Items —
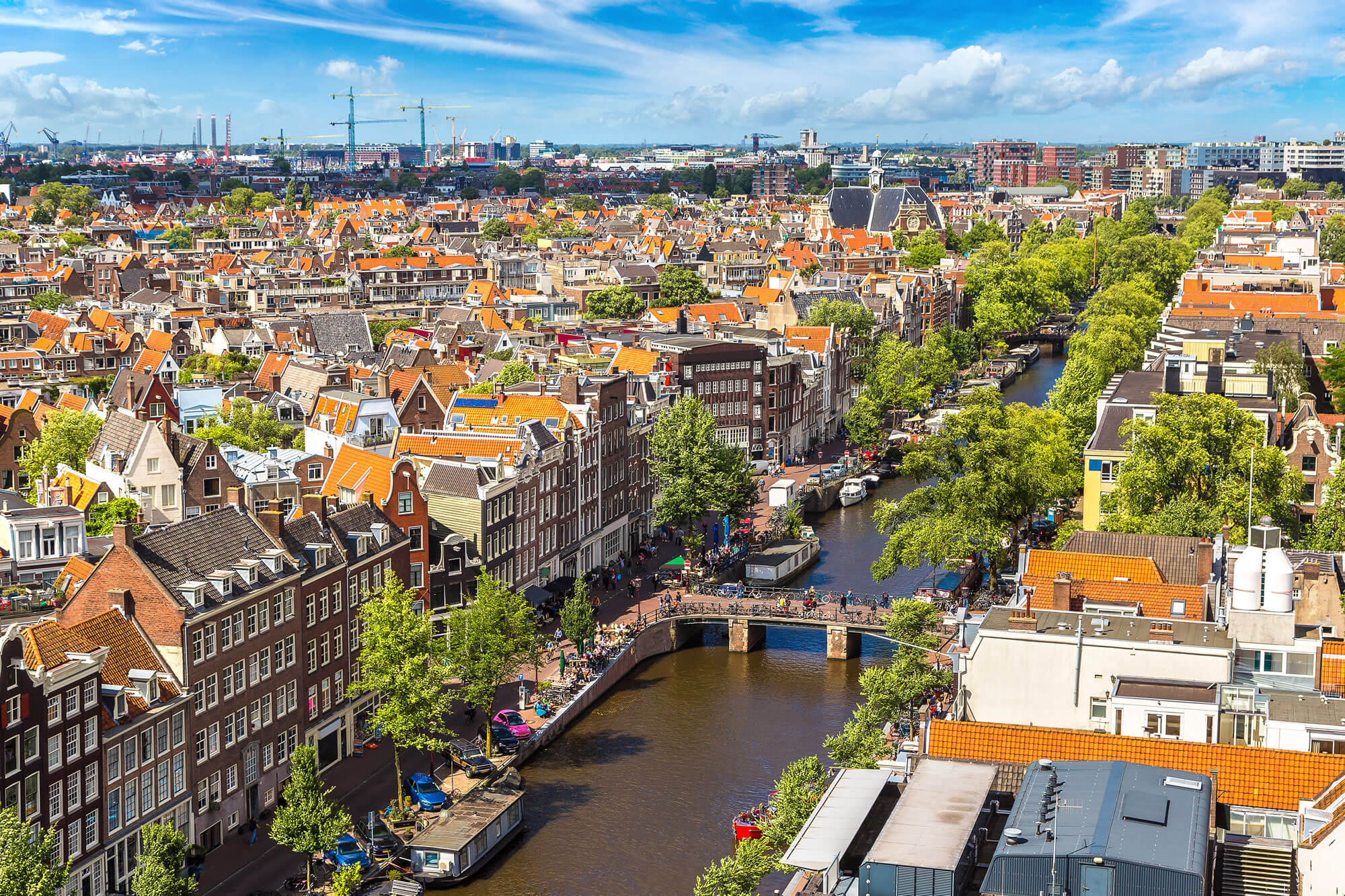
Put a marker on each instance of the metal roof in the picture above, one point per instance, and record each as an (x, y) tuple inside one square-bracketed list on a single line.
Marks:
[(836, 819), (935, 817)]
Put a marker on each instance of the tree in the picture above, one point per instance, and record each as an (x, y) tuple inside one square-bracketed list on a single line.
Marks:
[(163, 852), (576, 620), (989, 467), (65, 439), (695, 470), (49, 300), (797, 795), (615, 302), (514, 373), (310, 821), (1187, 471), (1286, 368), (180, 237), (489, 642), (403, 661), (110, 513), (843, 315), (680, 287), (29, 861)]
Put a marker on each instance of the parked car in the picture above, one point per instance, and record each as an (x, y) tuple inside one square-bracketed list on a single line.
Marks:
[(512, 720), (470, 758), (426, 791), (377, 841), (502, 737), (346, 850)]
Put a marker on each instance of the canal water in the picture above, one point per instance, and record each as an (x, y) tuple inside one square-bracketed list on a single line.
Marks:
[(640, 794)]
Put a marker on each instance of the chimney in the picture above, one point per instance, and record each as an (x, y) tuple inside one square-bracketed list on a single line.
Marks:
[(274, 521), (122, 536), (1204, 560), (317, 505), (571, 389), (1061, 591)]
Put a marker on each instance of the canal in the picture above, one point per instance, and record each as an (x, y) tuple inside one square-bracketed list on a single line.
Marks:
[(640, 794)]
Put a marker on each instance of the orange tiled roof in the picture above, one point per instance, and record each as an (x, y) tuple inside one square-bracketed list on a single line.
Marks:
[(1093, 567), (1253, 776)]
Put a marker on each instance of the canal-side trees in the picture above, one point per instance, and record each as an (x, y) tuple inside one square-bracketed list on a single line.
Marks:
[(403, 661), (578, 616), (309, 819), (1188, 469), (988, 469), (892, 689), (489, 642), (696, 471)]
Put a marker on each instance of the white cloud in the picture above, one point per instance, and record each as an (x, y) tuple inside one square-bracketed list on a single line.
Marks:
[(1106, 87), (11, 60), (968, 81), (1200, 77), (782, 107)]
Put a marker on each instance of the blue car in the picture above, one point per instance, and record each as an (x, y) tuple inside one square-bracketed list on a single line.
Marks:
[(348, 852), (426, 791)]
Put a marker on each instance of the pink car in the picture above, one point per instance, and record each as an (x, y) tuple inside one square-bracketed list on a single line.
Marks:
[(512, 720)]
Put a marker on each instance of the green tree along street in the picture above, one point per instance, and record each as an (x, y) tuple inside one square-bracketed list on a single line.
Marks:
[(989, 467), (404, 662), (1188, 470), (159, 865), (490, 641), (695, 470), (247, 425), (578, 622), (615, 302), (894, 689), (65, 439), (29, 861), (309, 821), (843, 315), (680, 287)]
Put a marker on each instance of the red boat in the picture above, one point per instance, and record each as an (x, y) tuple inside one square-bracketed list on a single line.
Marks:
[(747, 825)]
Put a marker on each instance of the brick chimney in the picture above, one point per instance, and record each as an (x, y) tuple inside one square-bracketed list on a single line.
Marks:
[(315, 505), (123, 536), (1061, 591), (1204, 560), (571, 389), (274, 521)]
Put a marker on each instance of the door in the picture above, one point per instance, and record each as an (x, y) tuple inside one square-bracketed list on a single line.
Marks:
[(1097, 880)]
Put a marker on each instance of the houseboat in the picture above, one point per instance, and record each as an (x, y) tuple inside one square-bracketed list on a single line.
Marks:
[(465, 838), (853, 491), (782, 561)]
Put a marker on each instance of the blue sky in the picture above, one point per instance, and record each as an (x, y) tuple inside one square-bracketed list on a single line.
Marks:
[(701, 71)]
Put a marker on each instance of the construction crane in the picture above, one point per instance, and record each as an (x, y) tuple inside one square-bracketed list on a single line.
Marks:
[(350, 120), (454, 119), (759, 138), (422, 108)]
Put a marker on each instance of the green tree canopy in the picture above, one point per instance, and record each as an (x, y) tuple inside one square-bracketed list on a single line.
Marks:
[(680, 287), (404, 663), (614, 302), (309, 821)]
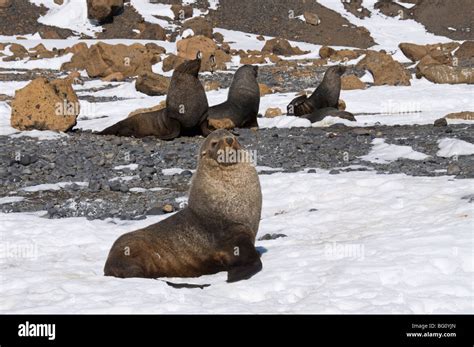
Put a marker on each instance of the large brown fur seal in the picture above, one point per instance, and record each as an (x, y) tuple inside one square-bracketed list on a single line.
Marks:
[(241, 108), (215, 232), (185, 112), (326, 95)]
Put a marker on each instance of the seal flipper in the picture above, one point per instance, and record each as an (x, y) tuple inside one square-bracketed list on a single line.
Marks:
[(245, 260)]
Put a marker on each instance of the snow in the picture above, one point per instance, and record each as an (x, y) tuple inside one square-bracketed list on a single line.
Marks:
[(52, 186), (411, 254), (454, 147), (46, 63), (72, 14), (386, 31), (148, 10), (383, 153)]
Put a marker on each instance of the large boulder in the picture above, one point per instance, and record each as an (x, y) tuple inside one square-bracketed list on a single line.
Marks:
[(326, 52), (103, 11), (465, 54), (213, 58), (199, 26), (172, 61), (436, 72), (181, 12), (45, 105), (384, 69), (102, 59), (152, 84), (281, 46)]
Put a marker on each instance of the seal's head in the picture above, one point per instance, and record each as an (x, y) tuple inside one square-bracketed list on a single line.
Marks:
[(221, 149)]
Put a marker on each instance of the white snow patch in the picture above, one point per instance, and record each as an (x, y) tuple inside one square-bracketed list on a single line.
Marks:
[(383, 153), (148, 10), (454, 147), (387, 32), (72, 14), (402, 245)]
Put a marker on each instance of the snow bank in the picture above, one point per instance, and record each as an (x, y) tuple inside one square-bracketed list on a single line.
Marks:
[(454, 147), (371, 244)]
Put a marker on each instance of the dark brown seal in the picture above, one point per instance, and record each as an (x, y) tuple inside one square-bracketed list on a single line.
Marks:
[(215, 232), (241, 108), (185, 112), (325, 95)]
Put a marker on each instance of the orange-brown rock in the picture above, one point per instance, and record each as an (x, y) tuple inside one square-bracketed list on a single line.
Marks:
[(351, 82), (199, 25), (102, 59), (45, 105), (182, 12), (189, 47), (152, 84)]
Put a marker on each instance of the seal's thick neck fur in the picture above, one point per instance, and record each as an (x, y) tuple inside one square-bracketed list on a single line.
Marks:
[(228, 192)]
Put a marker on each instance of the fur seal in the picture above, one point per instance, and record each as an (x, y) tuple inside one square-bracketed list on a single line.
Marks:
[(325, 95), (215, 232), (243, 101), (185, 112)]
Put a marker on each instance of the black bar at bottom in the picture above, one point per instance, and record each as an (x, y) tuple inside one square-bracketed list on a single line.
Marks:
[(318, 330)]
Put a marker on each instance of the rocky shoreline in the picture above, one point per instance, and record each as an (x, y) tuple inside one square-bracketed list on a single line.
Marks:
[(130, 178)]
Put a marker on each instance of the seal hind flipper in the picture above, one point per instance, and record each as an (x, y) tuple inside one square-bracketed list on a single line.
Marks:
[(244, 259)]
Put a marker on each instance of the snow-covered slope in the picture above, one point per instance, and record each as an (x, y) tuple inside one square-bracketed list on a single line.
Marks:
[(336, 258)]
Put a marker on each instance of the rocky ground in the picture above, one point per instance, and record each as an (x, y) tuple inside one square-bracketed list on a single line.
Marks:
[(145, 188)]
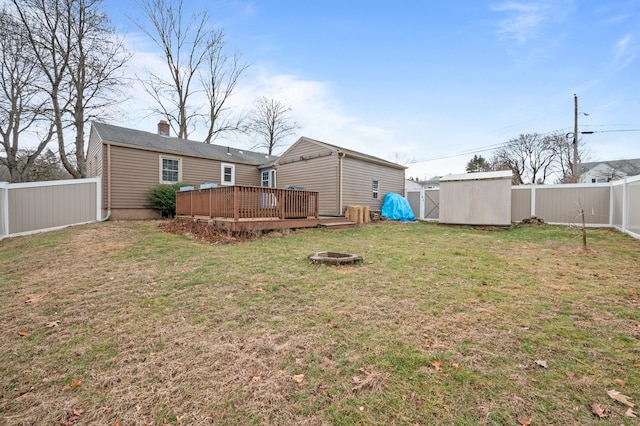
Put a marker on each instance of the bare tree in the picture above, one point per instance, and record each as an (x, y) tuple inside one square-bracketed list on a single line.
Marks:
[(219, 80), (21, 107), (564, 156), (531, 158), (81, 62), (270, 122), (194, 53)]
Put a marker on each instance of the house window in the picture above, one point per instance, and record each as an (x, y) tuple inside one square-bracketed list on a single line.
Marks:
[(228, 172), (170, 170), (268, 178)]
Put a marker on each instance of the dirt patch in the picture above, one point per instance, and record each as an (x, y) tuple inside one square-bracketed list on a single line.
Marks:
[(199, 230)]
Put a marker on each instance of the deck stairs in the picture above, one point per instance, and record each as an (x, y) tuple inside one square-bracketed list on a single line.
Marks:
[(336, 223)]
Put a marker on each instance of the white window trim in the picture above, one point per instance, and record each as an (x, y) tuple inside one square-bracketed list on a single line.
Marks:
[(166, 157), (233, 174)]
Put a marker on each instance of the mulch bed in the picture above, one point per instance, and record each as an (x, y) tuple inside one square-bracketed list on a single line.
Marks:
[(201, 231)]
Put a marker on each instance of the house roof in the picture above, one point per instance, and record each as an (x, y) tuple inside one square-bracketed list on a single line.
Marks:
[(347, 152), (155, 142), (627, 167)]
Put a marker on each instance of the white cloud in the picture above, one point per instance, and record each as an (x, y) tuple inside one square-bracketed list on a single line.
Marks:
[(525, 20), (625, 50)]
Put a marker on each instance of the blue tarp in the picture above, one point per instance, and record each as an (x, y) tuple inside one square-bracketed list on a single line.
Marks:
[(396, 207)]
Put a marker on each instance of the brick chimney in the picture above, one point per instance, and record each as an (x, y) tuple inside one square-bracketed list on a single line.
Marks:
[(163, 128)]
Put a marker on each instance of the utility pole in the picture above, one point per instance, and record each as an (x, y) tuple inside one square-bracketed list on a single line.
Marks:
[(575, 139)]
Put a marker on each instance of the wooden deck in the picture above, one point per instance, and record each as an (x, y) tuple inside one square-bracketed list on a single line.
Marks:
[(250, 208)]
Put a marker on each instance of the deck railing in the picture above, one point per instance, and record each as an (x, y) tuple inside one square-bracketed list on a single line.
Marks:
[(247, 202)]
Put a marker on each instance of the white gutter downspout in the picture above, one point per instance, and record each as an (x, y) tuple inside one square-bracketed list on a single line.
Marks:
[(341, 155), (108, 184)]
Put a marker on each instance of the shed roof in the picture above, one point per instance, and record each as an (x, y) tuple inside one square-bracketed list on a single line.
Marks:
[(628, 167), (154, 142), (502, 174)]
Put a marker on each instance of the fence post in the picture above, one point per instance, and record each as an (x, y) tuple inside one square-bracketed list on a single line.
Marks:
[(612, 204), (625, 204), (4, 205)]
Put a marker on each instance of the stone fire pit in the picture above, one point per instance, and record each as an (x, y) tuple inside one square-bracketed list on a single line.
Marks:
[(335, 258)]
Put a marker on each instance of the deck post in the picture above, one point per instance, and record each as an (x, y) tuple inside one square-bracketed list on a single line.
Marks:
[(317, 207), (210, 202), (281, 205), (236, 204)]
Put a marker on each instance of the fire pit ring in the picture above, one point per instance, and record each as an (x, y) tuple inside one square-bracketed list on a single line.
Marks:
[(335, 258)]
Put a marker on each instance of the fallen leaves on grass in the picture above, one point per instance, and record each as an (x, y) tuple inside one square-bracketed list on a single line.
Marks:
[(437, 365), (599, 410), (34, 298), (71, 418), (367, 380), (622, 399)]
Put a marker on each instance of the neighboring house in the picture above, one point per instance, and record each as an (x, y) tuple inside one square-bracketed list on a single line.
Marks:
[(607, 171), (341, 176), (132, 161), (434, 182)]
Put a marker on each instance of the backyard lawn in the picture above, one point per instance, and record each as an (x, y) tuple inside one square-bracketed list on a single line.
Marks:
[(120, 323)]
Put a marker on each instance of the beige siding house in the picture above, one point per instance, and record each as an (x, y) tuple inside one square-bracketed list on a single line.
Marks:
[(342, 177), (130, 162)]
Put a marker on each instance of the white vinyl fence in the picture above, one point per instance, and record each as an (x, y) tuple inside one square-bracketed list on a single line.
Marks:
[(615, 204), (31, 207)]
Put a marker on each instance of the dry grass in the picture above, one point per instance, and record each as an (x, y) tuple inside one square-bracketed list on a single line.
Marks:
[(120, 323)]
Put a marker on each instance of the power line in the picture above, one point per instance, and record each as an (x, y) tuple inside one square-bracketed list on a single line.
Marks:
[(498, 145)]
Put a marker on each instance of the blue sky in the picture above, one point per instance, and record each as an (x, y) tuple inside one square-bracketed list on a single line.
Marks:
[(432, 82)]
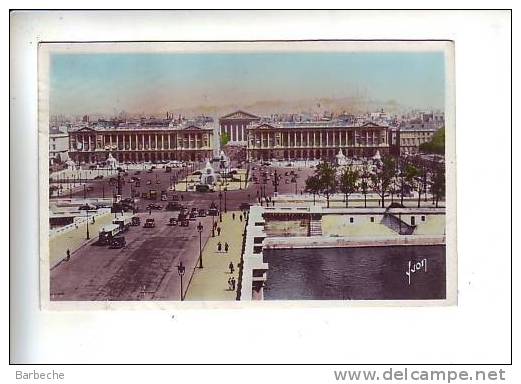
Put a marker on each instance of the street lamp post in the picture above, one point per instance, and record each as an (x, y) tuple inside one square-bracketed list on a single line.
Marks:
[(181, 272), (200, 230), (88, 235), (213, 220), (220, 207)]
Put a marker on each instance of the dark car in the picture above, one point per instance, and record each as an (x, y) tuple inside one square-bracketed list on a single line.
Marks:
[(202, 188), (150, 223), (117, 242), (87, 207)]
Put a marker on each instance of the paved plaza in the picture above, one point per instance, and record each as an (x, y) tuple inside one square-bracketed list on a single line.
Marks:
[(146, 268), (211, 282)]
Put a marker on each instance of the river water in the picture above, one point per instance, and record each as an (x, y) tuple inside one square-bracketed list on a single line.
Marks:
[(372, 273)]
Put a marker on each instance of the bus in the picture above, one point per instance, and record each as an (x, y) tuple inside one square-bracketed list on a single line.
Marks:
[(123, 222)]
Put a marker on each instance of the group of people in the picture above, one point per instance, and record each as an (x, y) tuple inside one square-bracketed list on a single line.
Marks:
[(220, 247), (231, 283)]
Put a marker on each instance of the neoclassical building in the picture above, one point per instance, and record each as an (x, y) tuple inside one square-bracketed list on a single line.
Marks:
[(315, 140), (190, 141), (235, 124)]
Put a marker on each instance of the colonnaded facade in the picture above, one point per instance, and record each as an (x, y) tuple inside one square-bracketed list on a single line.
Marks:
[(315, 140), (141, 143), (235, 124)]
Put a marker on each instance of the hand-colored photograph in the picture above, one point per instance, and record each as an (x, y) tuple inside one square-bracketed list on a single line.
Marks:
[(252, 172)]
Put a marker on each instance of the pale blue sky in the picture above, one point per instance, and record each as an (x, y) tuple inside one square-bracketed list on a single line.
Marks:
[(150, 83)]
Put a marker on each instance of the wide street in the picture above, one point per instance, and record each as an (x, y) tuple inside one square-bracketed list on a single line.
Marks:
[(145, 269)]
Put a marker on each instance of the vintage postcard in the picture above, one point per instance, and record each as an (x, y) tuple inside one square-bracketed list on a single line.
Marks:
[(316, 173)]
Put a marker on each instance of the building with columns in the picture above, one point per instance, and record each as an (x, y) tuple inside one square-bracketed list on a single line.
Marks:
[(187, 141), (315, 140), (235, 124)]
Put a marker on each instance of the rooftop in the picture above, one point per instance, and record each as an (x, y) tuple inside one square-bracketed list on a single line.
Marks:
[(315, 124)]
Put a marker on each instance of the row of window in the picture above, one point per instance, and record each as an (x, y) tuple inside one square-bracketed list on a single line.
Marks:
[(413, 219)]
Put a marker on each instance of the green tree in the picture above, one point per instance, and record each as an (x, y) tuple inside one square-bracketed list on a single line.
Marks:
[(349, 183), (225, 139), (382, 178), (438, 184), (436, 144), (416, 179), (313, 186), (407, 176), (326, 174)]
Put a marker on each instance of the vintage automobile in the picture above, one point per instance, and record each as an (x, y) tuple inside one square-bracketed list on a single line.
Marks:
[(150, 223), (117, 242)]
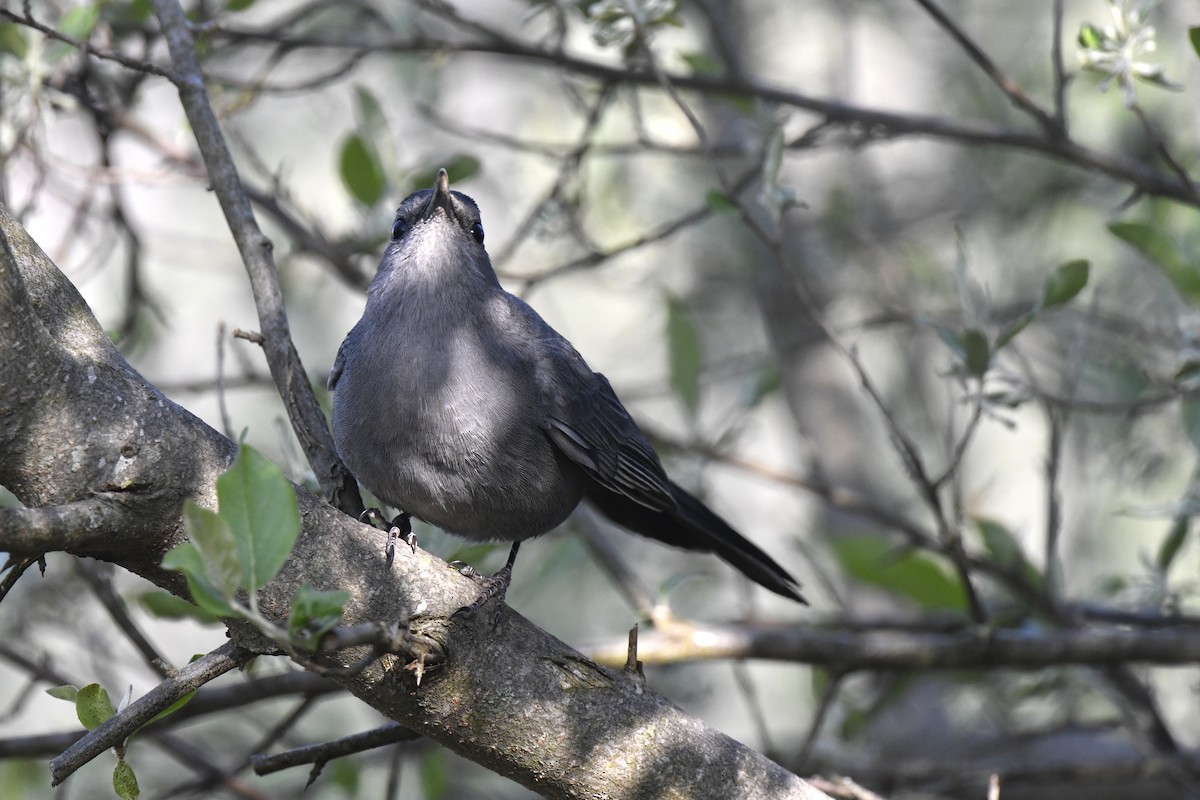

Work to do —
Render the items as a Markdown table with the columns Row and Line, starting at the beginning of the items and ending at the line that contains "[(836, 819), (935, 817)]", with one numbered row per line and blank lines omitted. Leave the pictures out of the table.

Answer in full —
| Row | Line |
|---|---|
| 1 | Put a marker on each instance of the metal roof in the picture above, one point per instance, and record each as an (x, y) tuple inside one square-bracketed list on a single line. |
| 2 | Marks: |
| 3 | [(836, 819), (935, 817)] |